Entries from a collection
┄┄┄┄┄┄
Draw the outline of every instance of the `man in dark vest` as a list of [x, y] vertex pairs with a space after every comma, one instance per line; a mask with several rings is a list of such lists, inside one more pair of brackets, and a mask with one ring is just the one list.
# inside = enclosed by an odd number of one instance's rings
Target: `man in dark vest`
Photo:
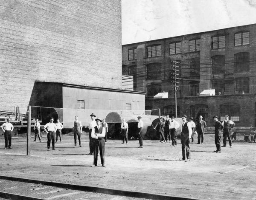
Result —
[[222, 126], [223, 126], [223, 147], [226, 146], [227, 144], [227, 137], [228, 139], [230, 146], [231, 147], [232, 146], [232, 138], [231, 137], [231, 130], [235, 126], [235, 123], [229, 119], [228, 115], [225, 115], [225, 120], [222, 122]]
[[202, 138], [202, 144], [204, 144], [204, 130], [206, 127], [206, 123], [203, 120], [203, 116], [201, 115], [199, 116], [199, 121], [196, 124], [195, 127], [195, 130], [198, 133], [198, 144], [200, 144], [200, 140]]
[[99, 149], [99, 154], [102, 165], [105, 167], [104, 154], [105, 153], [105, 140], [104, 137], [106, 133], [105, 128], [102, 126], [102, 121], [99, 118], [95, 119], [96, 126], [92, 130], [92, 138], [95, 140], [93, 144], [93, 164], [92, 166], [97, 166], [98, 153]]
[[214, 116], [213, 120], [215, 121], [215, 145], [217, 149], [214, 152], [216, 153], [220, 153], [221, 136], [221, 130], [223, 128], [223, 126], [222, 126], [221, 123], [218, 121], [218, 116]]
[[190, 161], [191, 159], [189, 142], [190, 142], [190, 138], [192, 135], [192, 128], [191, 128], [190, 123], [188, 123], [186, 121], [186, 115], [183, 115], [181, 116], [181, 118], [183, 121], [182, 126], [181, 126], [181, 132], [180, 133], [182, 158], [179, 159], [179, 160], [188, 162]]

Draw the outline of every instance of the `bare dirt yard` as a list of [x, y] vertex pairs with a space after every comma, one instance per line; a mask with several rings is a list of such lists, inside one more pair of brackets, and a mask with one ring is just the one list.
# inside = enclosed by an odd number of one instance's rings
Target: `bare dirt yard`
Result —
[[256, 143], [234, 141], [216, 153], [214, 135], [205, 134], [204, 144], [190, 145], [192, 159], [185, 162], [178, 160], [179, 140], [175, 147], [144, 141], [143, 148], [137, 141], [109, 140], [106, 167], [99, 155], [99, 166], [92, 167], [87, 135], [82, 147], [74, 148], [73, 136], [63, 136], [55, 151], [47, 151], [47, 141], [31, 142], [26, 156], [26, 138], [13, 138], [7, 149], [0, 139], [0, 175], [200, 200], [256, 200]]

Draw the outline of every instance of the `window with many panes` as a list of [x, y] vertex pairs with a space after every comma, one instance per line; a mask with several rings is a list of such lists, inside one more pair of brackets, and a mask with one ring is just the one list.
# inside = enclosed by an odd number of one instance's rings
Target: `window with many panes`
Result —
[[146, 79], [161, 79], [161, 63], [150, 63], [146, 65]]
[[147, 47], [146, 48], [146, 54], [147, 58], [162, 55], [162, 45], [157, 45]]
[[169, 44], [169, 54], [173, 55], [181, 53], [181, 42], [176, 42]]
[[240, 52], [235, 54], [235, 66], [236, 72], [248, 71], [250, 70], [250, 53]]
[[215, 89], [215, 95], [225, 94], [225, 84], [223, 80], [212, 81], [211, 88]]
[[196, 104], [190, 106], [190, 116], [194, 118], [194, 121], [198, 121], [199, 116], [202, 115], [204, 120], [208, 120], [208, 106], [204, 104]]
[[240, 115], [239, 104], [235, 103], [226, 103], [220, 105], [221, 121], [225, 120], [225, 115], [227, 115], [233, 121], [239, 121]]
[[[163, 114], [165, 115], [169, 115], [170, 117], [173, 116], [176, 116], [175, 111], [175, 106], [174, 105], [169, 105], [163, 107]], [[180, 116], [180, 107], [177, 106], [177, 115], [178, 117]]]
[[84, 101], [77, 100], [77, 109], [84, 110]]
[[243, 32], [235, 34], [235, 46], [249, 45], [250, 44], [250, 32]]
[[161, 85], [157, 84], [152, 84], [147, 86], [147, 96], [154, 96], [162, 91]]
[[219, 55], [212, 57], [212, 73], [223, 73], [225, 70], [225, 56]]
[[199, 96], [199, 82], [193, 81], [189, 83], [189, 96]]
[[200, 51], [200, 39], [194, 39], [189, 40], [189, 52]]
[[195, 58], [189, 61], [189, 76], [192, 79], [200, 78], [200, 59]]
[[235, 93], [249, 93], [249, 78], [239, 78], [235, 79]]
[[212, 37], [212, 49], [225, 48], [225, 36]]
[[137, 49], [134, 48], [128, 50], [128, 60], [132, 60], [137, 59]]

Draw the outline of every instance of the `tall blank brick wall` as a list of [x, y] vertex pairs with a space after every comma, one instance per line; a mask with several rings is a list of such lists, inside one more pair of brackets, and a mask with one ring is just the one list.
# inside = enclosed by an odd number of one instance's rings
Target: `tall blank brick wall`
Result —
[[0, 110], [24, 113], [35, 80], [121, 88], [121, 2], [2, 0]]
┄┄┄┄┄┄
WORK INSTRUCTIONS
Can you express the entries starting at the beginning and ending at the line containing "160], [188, 162]]" as a two-column CSV with columns request and answer, one row per request, each value in a single quoted field with line breaks turned into spaces? Leave the pictures out.

SOLUTION FOR THIS PROBLEM
request,answer
"Draw the outline of every instance of the `man in dark vest` as a list of [x, y] vertex pairs with a space after every comma, one instance per line; a mask with several rings is a list of such lists, inside one more pair of brackets, and a mask with one ring is just the one list. # inside = enclosed by an odd number of one instance's rings Target: `man in dark vest` Photo: Result —","[[222, 126], [223, 126], [223, 147], [226, 146], [227, 144], [227, 137], [228, 139], [230, 146], [231, 147], [232, 146], [232, 138], [231, 137], [231, 130], [235, 126], [235, 123], [229, 119], [228, 115], [225, 115], [225, 120], [222, 122]] [[202, 138], [202, 144], [204, 144], [204, 130], [206, 127], [206, 123], [203, 120], [203, 116], [201, 115], [199, 116], [199, 121], [196, 124], [195, 127], [195, 130], [198, 133], [198, 144], [200, 144], [200, 140]] [[99, 149], [99, 154], [102, 165], [105, 167], [104, 154], [105, 153], [105, 140], [104, 137], [106, 133], [105, 128], [102, 126], [102, 121], [99, 118], [95, 119], [96, 126], [92, 130], [92, 138], [95, 140], [93, 144], [93, 164], [92, 166], [97, 166], [98, 153]] [[214, 116], [213, 120], [215, 121], [215, 145], [217, 149], [214, 152], [216, 153], [220, 153], [221, 136], [221, 130], [223, 128], [223, 126], [222, 126], [221, 123], [218, 121], [218, 116]] [[190, 161], [191, 159], [189, 142], [190, 142], [190, 138], [192, 135], [192, 128], [191, 128], [190, 123], [188, 123], [186, 121], [186, 115], [183, 115], [181, 116], [181, 118], [183, 121], [182, 126], [181, 126], [181, 132], [180, 133], [182, 158], [179, 159], [179, 160], [188, 162]]"